**TEXT PROVIDED:**
"""

#4 First Come, First Served: Brain Development and Happiness

We are not born happy. If we were, we would lie content and peaceful in our cribs and never draw our mothers’ attention to get fed or comforted. We would rely on the guess work of our mothers for our existence as they would have to guess what we needed and when we needed it and we could, in all probability, die. Instead, we use a negative form of communication to get our mothers’ attention. We cry and scream. This way of seeking attention is not done by thinking. It is done by the information we already have that comes from the part of our brain that is already developed — our primary brain. This part of our mind is the first to come and the first served. It’s objective is more about our survival than our happiness.  It’s our brain development that determines our happiness.

Our Primary Brain

We instinctually know we need to eat to survive. There is a part of our brain that tells us if we don’t have food, we will cease to exist. Feeling hungry alerts us to our need for food. This alert also lets us know there is a threat to our existence if we don’t eat. So, we intuitively cry and scream for attention and as an expression of our fear and anger.

"""

**DATA EXTRACT:**

"""

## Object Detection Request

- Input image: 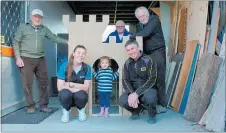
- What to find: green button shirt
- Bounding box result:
[13,23,67,58]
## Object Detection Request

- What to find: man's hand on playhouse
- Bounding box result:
[128,93,139,108]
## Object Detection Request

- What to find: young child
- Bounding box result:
[93,56,118,117]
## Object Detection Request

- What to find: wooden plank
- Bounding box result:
[203,27,210,53]
[166,54,183,107]
[177,8,187,53]
[167,62,182,107]
[179,44,200,114]
[171,40,198,112]
[199,34,226,129]
[207,1,220,53]
[168,1,179,60]
[184,53,222,122]
[180,1,209,57]
[210,8,220,54]
[166,61,176,92]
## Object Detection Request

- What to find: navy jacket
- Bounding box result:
[122,54,157,96]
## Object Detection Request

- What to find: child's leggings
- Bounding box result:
[98,91,111,107]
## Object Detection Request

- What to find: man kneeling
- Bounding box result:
[119,39,157,124]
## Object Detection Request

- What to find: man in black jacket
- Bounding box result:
[135,7,166,113]
[119,40,157,124]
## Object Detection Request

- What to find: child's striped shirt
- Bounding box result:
[93,68,119,92]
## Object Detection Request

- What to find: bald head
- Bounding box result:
[135,6,149,24]
[115,20,125,34]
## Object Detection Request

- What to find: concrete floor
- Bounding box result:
[2,98,207,132]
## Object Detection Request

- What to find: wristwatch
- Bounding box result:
[69,83,75,88]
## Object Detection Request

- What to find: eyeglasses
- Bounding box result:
[116,26,125,28]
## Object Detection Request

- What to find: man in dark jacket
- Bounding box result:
[119,40,157,124]
[104,20,132,43]
[13,9,68,113]
[135,7,166,113]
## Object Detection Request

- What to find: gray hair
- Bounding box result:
[135,6,149,17]
[115,20,125,26]
[125,39,139,47]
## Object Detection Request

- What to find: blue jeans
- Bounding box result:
[98,91,111,107]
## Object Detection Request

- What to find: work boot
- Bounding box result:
[27,107,35,114]
[147,116,157,124]
[78,108,87,121]
[61,109,70,123]
[156,105,167,114]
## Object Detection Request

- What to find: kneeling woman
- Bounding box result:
[57,45,92,122]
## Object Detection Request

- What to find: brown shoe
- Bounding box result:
[27,107,35,114]
[40,107,53,113]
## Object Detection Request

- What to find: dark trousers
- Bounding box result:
[119,89,157,117]
[59,89,88,111]
[98,91,111,107]
[20,57,49,108]
[149,48,167,107]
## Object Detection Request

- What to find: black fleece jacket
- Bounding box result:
[122,54,157,96]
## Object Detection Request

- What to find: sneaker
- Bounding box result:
[156,105,167,114]
[147,117,157,124]
[78,108,87,121]
[40,107,53,113]
[27,107,35,114]
[130,113,140,120]
[61,109,70,123]
[130,107,143,120]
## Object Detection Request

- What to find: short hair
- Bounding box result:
[98,56,111,68]
[115,20,125,26]
[135,6,149,17]
[125,39,139,47]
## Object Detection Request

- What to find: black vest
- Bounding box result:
[65,63,88,84]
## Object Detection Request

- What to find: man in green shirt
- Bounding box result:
[13,9,68,113]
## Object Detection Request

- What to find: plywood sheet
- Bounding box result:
[199,60,225,132]
[184,53,222,122]
[180,1,209,57]
[171,40,198,112]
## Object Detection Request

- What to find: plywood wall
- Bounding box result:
[179,1,208,57]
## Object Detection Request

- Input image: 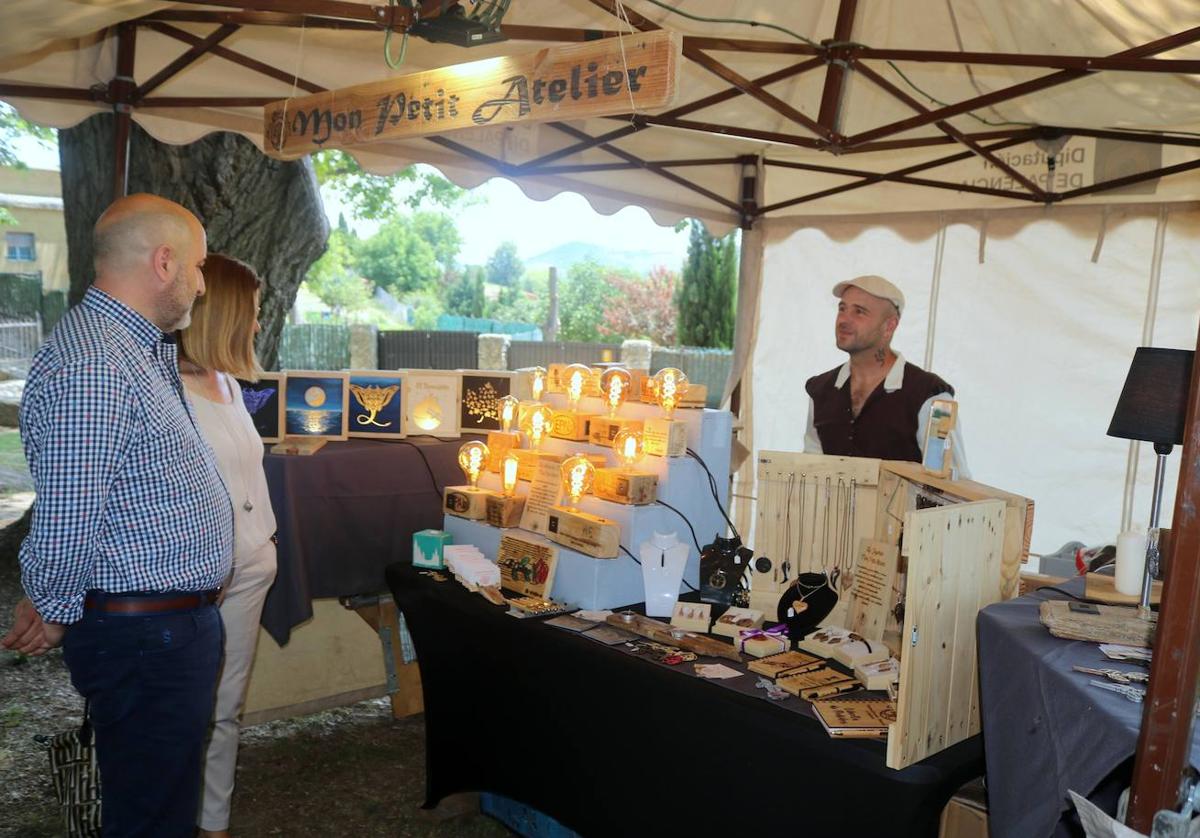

"""

**GOAL OF THE EXERCISE:**
Render into Spanish this sentence from the text on brain development and happiness: "Feeling hungry alerts us to our need for food."

**SOLUTION FOR THIS TASK:**
Sentir hambre nos alerta de nuestra necesidad de alimento.